[Records from a dataset]
★ ★ ★ ★ ★

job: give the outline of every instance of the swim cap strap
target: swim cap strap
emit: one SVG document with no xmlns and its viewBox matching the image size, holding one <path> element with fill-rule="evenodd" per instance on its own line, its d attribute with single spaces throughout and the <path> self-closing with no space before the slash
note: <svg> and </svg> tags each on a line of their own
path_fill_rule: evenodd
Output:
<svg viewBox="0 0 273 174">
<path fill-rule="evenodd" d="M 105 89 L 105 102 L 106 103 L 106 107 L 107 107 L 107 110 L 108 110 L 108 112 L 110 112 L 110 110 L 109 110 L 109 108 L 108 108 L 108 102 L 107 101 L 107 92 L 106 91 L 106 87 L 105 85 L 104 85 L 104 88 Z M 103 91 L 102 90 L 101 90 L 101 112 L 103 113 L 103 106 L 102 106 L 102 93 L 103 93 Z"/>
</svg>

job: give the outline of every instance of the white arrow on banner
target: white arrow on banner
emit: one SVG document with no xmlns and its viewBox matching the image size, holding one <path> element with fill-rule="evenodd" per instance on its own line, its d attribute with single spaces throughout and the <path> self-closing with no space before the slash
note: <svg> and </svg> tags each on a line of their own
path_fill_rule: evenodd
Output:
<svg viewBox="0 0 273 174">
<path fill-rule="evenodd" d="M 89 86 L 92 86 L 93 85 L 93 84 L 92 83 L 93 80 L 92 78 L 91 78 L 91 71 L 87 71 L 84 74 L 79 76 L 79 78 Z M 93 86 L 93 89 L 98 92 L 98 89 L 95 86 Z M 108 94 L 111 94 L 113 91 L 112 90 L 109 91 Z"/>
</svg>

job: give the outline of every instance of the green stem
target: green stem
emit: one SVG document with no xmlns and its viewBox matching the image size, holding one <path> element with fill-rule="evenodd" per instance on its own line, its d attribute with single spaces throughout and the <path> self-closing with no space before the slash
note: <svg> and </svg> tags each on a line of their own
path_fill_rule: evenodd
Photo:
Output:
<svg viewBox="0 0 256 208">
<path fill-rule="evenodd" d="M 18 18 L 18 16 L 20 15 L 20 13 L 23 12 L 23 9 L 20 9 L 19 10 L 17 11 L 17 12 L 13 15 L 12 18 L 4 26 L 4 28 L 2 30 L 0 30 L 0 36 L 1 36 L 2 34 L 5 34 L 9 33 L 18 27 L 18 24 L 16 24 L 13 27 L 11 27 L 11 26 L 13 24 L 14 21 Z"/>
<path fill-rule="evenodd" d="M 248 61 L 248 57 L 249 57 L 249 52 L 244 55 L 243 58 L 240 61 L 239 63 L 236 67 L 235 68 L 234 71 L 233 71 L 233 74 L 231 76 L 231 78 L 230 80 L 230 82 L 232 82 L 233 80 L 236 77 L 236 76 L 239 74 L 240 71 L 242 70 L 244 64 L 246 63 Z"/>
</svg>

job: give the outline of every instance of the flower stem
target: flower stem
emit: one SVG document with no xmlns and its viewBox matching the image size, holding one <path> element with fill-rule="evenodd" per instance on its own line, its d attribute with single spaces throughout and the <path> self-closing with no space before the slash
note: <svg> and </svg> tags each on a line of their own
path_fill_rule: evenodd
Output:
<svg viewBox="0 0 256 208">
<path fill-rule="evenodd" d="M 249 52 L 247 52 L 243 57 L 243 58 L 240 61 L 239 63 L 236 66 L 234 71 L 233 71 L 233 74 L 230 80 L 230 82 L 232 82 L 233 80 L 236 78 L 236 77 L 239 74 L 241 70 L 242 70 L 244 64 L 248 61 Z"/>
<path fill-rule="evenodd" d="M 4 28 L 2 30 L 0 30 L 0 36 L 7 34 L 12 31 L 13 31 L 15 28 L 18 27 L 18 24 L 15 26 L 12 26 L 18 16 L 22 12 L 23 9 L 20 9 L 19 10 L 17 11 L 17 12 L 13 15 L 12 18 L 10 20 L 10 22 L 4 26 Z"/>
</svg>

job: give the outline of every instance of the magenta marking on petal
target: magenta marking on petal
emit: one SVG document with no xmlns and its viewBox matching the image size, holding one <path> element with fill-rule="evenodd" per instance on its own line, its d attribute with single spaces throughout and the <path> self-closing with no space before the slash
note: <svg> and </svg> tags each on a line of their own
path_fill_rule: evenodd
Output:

★ ★ ★ ★ ★

GIVEN REQUEST:
Return every line of the material above without any changes.

TASK ANSWER:
job: give the outline of every instance of the swim cap strap
target: swim cap strap
emit: one SVG document with no xmlns and its viewBox matching the image size, holding one <path> element with fill-rule="evenodd" per instance on its own line, its d attribute with single spaces throughout and the <path> self-closing with no space before the slash
note: <svg> and </svg> tags each on a line of their own
path_fill_rule: evenodd
Output:
<svg viewBox="0 0 273 174">
<path fill-rule="evenodd" d="M 105 89 L 105 102 L 106 103 L 106 107 L 107 107 L 107 110 L 108 110 L 108 112 L 110 112 L 110 110 L 109 110 L 109 108 L 108 108 L 108 102 L 107 101 L 107 92 L 106 91 L 106 87 L 105 85 L 104 85 L 104 88 Z M 103 91 L 102 90 L 101 90 L 101 112 L 103 113 L 103 106 L 102 106 L 102 93 L 103 93 Z"/>
</svg>

job: give the outline of every instance of the white arrow on banner
target: white arrow on banner
emit: one SVG document with no xmlns and its viewBox matching the image size, holding one <path> element with fill-rule="evenodd" per instance on its own line, its d attribute with single spaces throughout and the <path> self-closing with no space before the slash
note: <svg> and </svg> tags each on a line of their own
path_fill_rule: evenodd
Output:
<svg viewBox="0 0 273 174">
<path fill-rule="evenodd" d="M 89 86 L 92 86 L 93 85 L 93 84 L 92 83 L 93 80 L 92 78 L 91 78 L 91 71 L 87 71 L 84 74 L 79 76 L 79 78 Z M 93 86 L 93 89 L 98 92 L 98 89 L 95 86 Z M 108 94 L 111 94 L 113 91 L 112 90 L 109 91 Z"/>
</svg>

job: give the outline of every instance of the green stem
target: green stem
emit: one SVG document with no xmlns and its viewBox matching the image size, holding one <path> element with fill-rule="evenodd" per instance on its own line, its d attribute with single spaces throughout and the <path> self-closing with no space before the slash
note: <svg> and </svg> tags each on a line of their own
path_fill_rule: evenodd
Photo:
Output:
<svg viewBox="0 0 256 208">
<path fill-rule="evenodd" d="M 18 18 L 18 16 L 20 15 L 20 13 L 23 12 L 23 9 L 20 9 L 19 10 L 17 11 L 17 12 L 13 15 L 12 18 L 4 26 L 4 28 L 2 30 L 0 30 L 0 36 L 1 36 L 2 34 L 5 34 L 9 33 L 18 27 L 18 24 L 16 24 L 13 27 L 11 27 L 11 26 L 13 24 L 14 21 Z"/>
<path fill-rule="evenodd" d="M 248 61 L 248 57 L 249 57 L 249 52 L 244 55 L 243 58 L 240 61 L 239 63 L 236 67 L 235 68 L 234 71 L 233 71 L 233 74 L 231 76 L 231 78 L 230 80 L 230 82 L 232 82 L 233 80 L 236 77 L 236 76 L 239 74 L 240 71 L 242 70 L 244 64 L 246 63 Z"/>
</svg>

job: give the outline of every instance of the flower stem
target: flower stem
emit: one SVG document with no xmlns and its viewBox matching the image size, holding one <path> element with fill-rule="evenodd" per instance on its own line, its d attribute with single spaces throughout and the <path> self-closing with no space before the slash
note: <svg> and </svg> tags each on a line of their own
path_fill_rule: evenodd
Output:
<svg viewBox="0 0 256 208">
<path fill-rule="evenodd" d="M 249 52 L 247 52 L 243 57 L 243 58 L 240 61 L 239 63 L 236 66 L 234 71 L 233 71 L 233 74 L 230 80 L 230 82 L 232 82 L 233 80 L 236 78 L 236 77 L 239 74 L 241 70 L 242 70 L 244 64 L 248 61 Z"/>
<path fill-rule="evenodd" d="M 4 28 L 2 30 L 0 30 L 0 36 L 7 34 L 12 31 L 13 31 L 15 28 L 18 27 L 18 24 L 15 26 L 12 26 L 18 16 L 22 12 L 23 9 L 20 9 L 19 10 L 17 11 L 17 12 L 13 15 L 12 18 L 10 20 L 10 22 L 4 26 Z"/>
</svg>

job: give the outline of every instance of the magenta marking on petal
target: magenta marking on petal
emit: one SVG document with no xmlns and its viewBox matching the image size, holding one <path> element with fill-rule="evenodd" per instance on its own line, its d attribute with single spaces throughout and the <path> self-closing with no space before the slash
note: <svg> and </svg> tags each on a line of their own
path_fill_rule: evenodd
Output:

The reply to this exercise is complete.